[begin Provided records]
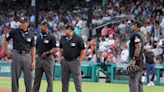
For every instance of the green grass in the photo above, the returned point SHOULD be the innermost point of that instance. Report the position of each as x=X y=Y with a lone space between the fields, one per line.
x=86 y=86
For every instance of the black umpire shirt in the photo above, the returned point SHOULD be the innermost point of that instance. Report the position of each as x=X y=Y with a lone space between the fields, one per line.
x=45 y=42
x=22 y=41
x=71 y=46
x=132 y=47
x=149 y=57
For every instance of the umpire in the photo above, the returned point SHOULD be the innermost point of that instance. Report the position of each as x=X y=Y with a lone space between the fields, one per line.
x=137 y=58
x=23 y=55
x=73 y=52
x=46 y=47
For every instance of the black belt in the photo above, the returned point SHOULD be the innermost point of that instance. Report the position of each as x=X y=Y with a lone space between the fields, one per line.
x=22 y=52
x=70 y=59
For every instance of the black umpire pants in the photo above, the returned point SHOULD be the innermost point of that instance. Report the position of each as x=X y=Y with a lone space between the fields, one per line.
x=46 y=66
x=68 y=68
x=21 y=62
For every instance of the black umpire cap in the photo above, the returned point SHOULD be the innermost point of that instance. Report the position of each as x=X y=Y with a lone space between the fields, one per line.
x=69 y=27
x=45 y=23
x=136 y=23
x=23 y=19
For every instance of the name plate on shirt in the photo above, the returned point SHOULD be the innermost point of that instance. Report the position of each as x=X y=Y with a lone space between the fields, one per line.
x=28 y=39
x=72 y=44
x=46 y=41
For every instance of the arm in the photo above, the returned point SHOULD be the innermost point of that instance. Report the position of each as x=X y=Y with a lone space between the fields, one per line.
x=155 y=61
x=82 y=55
x=33 y=55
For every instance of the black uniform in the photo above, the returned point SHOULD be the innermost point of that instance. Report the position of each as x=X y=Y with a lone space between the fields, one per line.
x=45 y=42
x=70 y=64
x=135 y=83
x=21 y=57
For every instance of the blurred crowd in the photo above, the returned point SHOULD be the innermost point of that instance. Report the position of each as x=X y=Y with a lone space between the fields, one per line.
x=112 y=44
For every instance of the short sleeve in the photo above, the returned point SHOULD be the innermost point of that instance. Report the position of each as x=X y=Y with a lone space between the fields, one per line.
x=61 y=46
x=53 y=40
x=81 y=44
x=33 y=41
x=10 y=35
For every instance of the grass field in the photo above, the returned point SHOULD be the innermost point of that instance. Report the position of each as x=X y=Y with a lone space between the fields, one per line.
x=5 y=83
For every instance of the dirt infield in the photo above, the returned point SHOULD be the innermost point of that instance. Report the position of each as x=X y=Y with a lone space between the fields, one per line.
x=5 y=90
x=8 y=90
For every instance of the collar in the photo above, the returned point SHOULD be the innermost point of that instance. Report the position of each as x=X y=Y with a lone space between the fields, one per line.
x=24 y=32
x=69 y=38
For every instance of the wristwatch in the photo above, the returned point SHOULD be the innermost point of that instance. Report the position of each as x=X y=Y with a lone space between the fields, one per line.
x=134 y=58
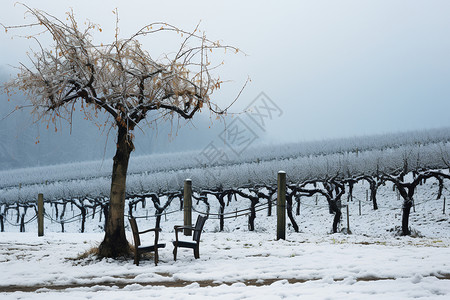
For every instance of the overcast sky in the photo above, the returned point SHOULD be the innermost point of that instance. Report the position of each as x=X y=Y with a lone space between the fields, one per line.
x=333 y=68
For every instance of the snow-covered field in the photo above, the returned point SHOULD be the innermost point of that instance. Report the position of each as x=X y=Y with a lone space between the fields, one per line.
x=371 y=263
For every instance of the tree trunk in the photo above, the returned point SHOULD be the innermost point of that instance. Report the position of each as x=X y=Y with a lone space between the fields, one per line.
x=289 y=212
x=405 y=218
x=337 y=214
x=115 y=243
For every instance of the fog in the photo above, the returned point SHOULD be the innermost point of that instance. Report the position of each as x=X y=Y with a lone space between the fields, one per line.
x=333 y=68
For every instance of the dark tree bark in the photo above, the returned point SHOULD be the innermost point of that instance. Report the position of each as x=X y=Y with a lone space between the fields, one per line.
x=115 y=243
x=289 y=205
x=407 y=190
x=333 y=191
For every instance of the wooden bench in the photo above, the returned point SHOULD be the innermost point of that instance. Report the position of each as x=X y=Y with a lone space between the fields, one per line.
x=138 y=249
x=195 y=244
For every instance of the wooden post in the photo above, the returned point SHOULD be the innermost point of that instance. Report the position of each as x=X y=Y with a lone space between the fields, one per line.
x=281 y=206
x=348 y=220
x=40 y=214
x=359 y=207
x=187 y=206
x=443 y=209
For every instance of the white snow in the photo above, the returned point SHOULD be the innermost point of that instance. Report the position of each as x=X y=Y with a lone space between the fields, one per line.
x=371 y=263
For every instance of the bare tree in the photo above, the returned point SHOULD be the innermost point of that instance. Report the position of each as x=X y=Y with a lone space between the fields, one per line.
x=407 y=190
x=332 y=190
x=120 y=79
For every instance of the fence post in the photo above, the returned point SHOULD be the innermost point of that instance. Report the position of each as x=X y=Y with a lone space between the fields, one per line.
x=187 y=206
x=281 y=206
x=348 y=220
x=40 y=214
x=360 y=207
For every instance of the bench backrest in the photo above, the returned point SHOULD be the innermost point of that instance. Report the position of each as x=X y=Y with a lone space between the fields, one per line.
x=199 y=227
x=137 y=240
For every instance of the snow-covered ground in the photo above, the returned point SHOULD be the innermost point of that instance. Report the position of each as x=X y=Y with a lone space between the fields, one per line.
x=372 y=263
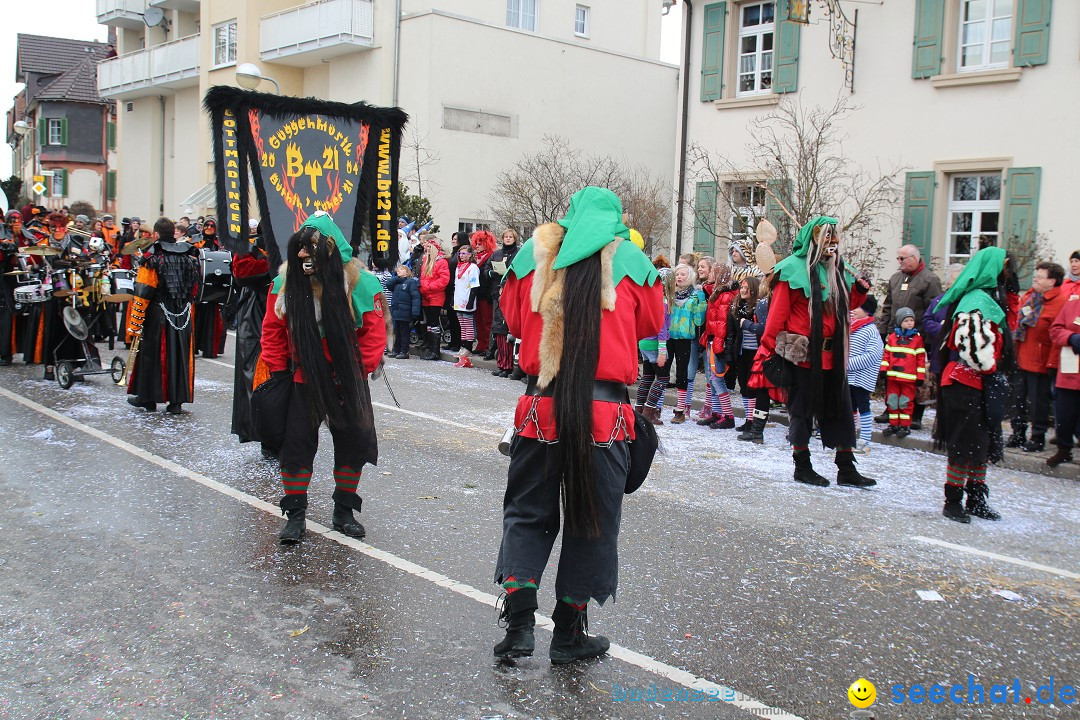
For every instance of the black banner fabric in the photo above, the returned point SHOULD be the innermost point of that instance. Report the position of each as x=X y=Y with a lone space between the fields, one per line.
x=306 y=155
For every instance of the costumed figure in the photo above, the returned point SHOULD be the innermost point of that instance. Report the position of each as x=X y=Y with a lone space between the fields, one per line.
x=979 y=352
x=210 y=326
x=160 y=322
x=325 y=326
x=577 y=291
x=808 y=327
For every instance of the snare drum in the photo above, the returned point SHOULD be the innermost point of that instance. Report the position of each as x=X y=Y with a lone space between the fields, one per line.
x=216 y=270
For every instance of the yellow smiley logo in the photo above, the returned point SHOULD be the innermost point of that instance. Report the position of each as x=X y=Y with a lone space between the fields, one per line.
x=862 y=693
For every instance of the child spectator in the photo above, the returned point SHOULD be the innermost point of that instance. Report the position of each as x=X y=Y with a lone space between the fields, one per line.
x=404 y=308
x=864 y=362
x=904 y=363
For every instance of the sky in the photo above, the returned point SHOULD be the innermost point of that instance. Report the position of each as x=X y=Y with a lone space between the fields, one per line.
x=78 y=18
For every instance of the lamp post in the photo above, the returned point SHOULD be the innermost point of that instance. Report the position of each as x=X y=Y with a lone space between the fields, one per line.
x=248 y=77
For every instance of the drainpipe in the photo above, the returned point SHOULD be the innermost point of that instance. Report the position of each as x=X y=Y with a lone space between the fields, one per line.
x=684 y=135
x=397 y=48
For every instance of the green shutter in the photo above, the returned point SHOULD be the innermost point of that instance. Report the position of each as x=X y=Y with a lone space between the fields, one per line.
x=929 y=26
x=919 y=211
x=704 y=218
x=712 y=52
x=1031 y=41
x=785 y=70
x=1021 y=220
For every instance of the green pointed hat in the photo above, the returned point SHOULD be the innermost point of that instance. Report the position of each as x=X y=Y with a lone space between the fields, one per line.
x=593 y=220
x=324 y=223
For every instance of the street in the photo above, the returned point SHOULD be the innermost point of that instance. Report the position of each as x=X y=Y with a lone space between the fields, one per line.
x=143 y=575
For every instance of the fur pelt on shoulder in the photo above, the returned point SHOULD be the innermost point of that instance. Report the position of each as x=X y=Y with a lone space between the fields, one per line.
x=974 y=340
x=547 y=294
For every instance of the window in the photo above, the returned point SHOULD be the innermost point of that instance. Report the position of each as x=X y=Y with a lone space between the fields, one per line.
x=755 y=48
x=55 y=131
x=225 y=43
x=522 y=14
x=974 y=215
x=985 y=34
x=581 y=22
x=747 y=207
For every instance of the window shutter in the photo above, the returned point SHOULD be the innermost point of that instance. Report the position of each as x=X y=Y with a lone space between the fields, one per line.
x=712 y=52
x=1031 y=41
x=704 y=218
x=919 y=211
x=929 y=26
x=1022 y=217
x=785 y=71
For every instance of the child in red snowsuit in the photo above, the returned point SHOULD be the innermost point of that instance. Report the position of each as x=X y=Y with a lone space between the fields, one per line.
x=904 y=364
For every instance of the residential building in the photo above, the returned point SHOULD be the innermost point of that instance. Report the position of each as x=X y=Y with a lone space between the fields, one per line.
x=71 y=130
x=974 y=99
x=483 y=82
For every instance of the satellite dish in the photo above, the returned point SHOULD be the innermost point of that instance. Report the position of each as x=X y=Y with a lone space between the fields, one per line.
x=156 y=16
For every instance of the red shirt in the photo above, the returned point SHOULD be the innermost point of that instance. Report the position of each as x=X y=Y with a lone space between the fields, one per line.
x=638 y=313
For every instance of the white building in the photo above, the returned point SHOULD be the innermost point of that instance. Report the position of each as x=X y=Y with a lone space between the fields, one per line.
x=976 y=99
x=483 y=82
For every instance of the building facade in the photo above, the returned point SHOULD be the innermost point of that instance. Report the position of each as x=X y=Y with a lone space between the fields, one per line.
x=483 y=84
x=71 y=136
x=973 y=99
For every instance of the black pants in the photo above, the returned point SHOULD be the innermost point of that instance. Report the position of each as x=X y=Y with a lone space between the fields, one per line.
x=301 y=438
x=1031 y=401
x=1067 y=416
x=679 y=353
x=588 y=567
x=837 y=426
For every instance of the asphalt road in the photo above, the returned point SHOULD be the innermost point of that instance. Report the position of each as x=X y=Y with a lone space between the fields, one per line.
x=142 y=576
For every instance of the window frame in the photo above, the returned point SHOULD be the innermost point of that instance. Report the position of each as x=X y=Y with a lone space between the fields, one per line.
[end Provided records]
Exercise objective
Set down, exactly and in full, the lines from the one containing "For every instance of the residential" through the end of the entries; no other line belongs.

The response
For every instance of the residential building in the photo above, the returned point SHOULD be the innermost point of that instance. Report the position of each as x=X y=Y with a lone space between the fields, one per line.
x=71 y=130
x=974 y=99
x=483 y=82
For every instance of the satellite dish in the photo above, the returned point SHOULD be the innermost point of that instance. Report the position of each as x=X y=Y with a lone space between the fields, one per line.
x=156 y=16
For every instance of the red shirt in the photo above, the returned point SHOULD be the innermost point of that instance. Report the position of each as x=X y=Y with a lone space between the fields, one per line.
x=638 y=313
For every instance of the white building in the photo above, the returned point SHOULD be the innermost point of that instance. Report the position of each as x=X y=Y with a lone space between the fields, one per line.
x=976 y=99
x=483 y=82
For every instance of the building facade in the photo above, the returned point SHOULD be the innermost point of that instance. Report the position of each as x=X y=Y with a lone space between the fields, one per line.
x=483 y=84
x=71 y=136
x=973 y=99
For every instance of the black pants in the photo above, the returned point SHOULD be the innermost point of that instance. Report the position of each as x=X y=Y with a lone space between the fields, one per line.
x=301 y=438
x=1031 y=401
x=1067 y=416
x=679 y=353
x=588 y=567
x=837 y=426
For every instance of the asphalt road in the photo above, the returned point SHOULD be the innermost point of that instance. Report the position of each as x=X y=Y with a lone space between the fields, one per line.
x=142 y=576
For every instance of the window frame in the photo above, the returned point SHOULD be the innermost point of that instance. Report the position of each as x=X y=Y with a lone space between the fields, one per line.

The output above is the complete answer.